--- START ---
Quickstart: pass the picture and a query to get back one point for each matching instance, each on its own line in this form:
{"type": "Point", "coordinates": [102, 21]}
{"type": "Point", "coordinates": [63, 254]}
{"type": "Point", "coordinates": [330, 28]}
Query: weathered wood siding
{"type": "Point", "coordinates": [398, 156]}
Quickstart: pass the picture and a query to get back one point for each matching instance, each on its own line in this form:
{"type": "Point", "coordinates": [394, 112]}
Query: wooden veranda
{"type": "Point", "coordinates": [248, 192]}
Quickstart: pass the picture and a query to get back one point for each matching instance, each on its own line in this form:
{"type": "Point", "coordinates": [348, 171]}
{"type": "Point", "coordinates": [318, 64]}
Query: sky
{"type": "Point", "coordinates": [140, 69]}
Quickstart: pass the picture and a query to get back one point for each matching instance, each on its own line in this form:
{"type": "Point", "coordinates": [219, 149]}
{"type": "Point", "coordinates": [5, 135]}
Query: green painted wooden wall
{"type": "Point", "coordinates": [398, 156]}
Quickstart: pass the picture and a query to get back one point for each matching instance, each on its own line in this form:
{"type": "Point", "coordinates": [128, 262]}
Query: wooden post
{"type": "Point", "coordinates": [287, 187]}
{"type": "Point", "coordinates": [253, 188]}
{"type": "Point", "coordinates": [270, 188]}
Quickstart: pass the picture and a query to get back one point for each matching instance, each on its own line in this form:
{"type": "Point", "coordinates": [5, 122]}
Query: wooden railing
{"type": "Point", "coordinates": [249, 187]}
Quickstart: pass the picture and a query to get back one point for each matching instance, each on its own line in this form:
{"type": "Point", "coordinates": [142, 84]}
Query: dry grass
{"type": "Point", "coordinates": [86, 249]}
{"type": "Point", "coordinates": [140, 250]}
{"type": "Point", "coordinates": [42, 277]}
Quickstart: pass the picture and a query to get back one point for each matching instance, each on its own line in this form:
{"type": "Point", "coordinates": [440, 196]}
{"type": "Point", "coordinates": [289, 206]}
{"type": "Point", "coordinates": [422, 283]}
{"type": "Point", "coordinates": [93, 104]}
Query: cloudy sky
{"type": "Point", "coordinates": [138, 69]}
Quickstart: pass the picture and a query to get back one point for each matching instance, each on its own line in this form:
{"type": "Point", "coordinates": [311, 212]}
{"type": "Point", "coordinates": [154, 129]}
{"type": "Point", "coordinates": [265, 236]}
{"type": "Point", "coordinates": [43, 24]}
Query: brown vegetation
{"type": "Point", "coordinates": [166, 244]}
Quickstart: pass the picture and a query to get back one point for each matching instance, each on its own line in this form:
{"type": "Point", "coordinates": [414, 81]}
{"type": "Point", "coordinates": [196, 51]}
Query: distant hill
--- END ---
> Work to complete:
Copy out the records above exactly.

> Result:
Quickstart: pass the picture and a query to get back one point for each matching instance, each on its own line in this form:
{"type": "Point", "coordinates": [102, 21]}
{"type": "Point", "coordinates": [63, 254]}
{"type": "Point", "coordinates": [330, 28]}
Query: weathered wood siding
{"type": "Point", "coordinates": [398, 156]}
Quickstart: pass the picture and a query to get back one point for each matching instance, each on its own line in this form:
{"type": "Point", "coordinates": [394, 112]}
Query: wooden veranda
{"type": "Point", "coordinates": [248, 192]}
Quickstart: pass the picture and a query to get back one point for each matching instance, each on its own line in this form:
{"type": "Point", "coordinates": [348, 171]}
{"type": "Point", "coordinates": [318, 64]}
Query: sky
{"type": "Point", "coordinates": [140, 69]}
Quickstart: pass the picture and a query to get back one point for each matching instance, each on its own line in this form:
{"type": "Point", "coordinates": [219, 149]}
{"type": "Point", "coordinates": [5, 135]}
Query: green painted wooden wall
{"type": "Point", "coordinates": [398, 156]}
Quickstart: pass the picture and a query to get back one point for each matching instance, each on its own line in this form:
{"type": "Point", "coordinates": [128, 262]}
Query: wooden post
{"type": "Point", "coordinates": [287, 187]}
{"type": "Point", "coordinates": [253, 188]}
{"type": "Point", "coordinates": [270, 188]}
Quickstart: pass the picture and a query to get back one point for each matching instance, each on its own line in this form:
{"type": "Point", "coordinates": [5, 122]}
Query: wooden railing
{"type": "Point", "coordinates": [249, 187]}
Quickstart: pass the picture and a query to get back one point for each matching instance, each on its own line in this form:
{"type": "Point", "coordinates": [142, 84]}
Query: dry grass
{"type": "Point", "coordinates": [86, 249]}
{"type": "Point", "coordinates": [140, 250]}
{"type": "Point", "coordinates": [42, 277]}
Quickstart: pass the picture and a query to get back one point for each matching instance, each on its own line in this form:
{"type": "Point", "coordinates": [440, 196]}
{"type": "Point", "coordinates": [289, 206]}
{"type": "Point", "coordinates": [422, 283]}
{"type": "Point", "coordinates": [93, 104]}
Query: cloudy sky
{"type": "Point", "coordinates": [138, 69]}
Quickstart: pass the picture and a query to get back one point for each matching instance, each on its own line in this form:
{"type": "Point", "coordinates": [311, 212]}
{"type": "Point", "coordinates": [154, 129]}
{"type": "Point", "coordinates": [265, 236]}
{"type": "Point", "coordinates": [43, 24]}
Query: brown vegetation
{"type": "Point", "coordinates": [166, 244]}
Quickstart: pass the picture and a query to get back one point for each matching instance, each on its own line in this form:
{"type": "Point", "coordinates": [414, 81]}
{"type": "Point", "coordinates": [196, 51]}
Query: distant hill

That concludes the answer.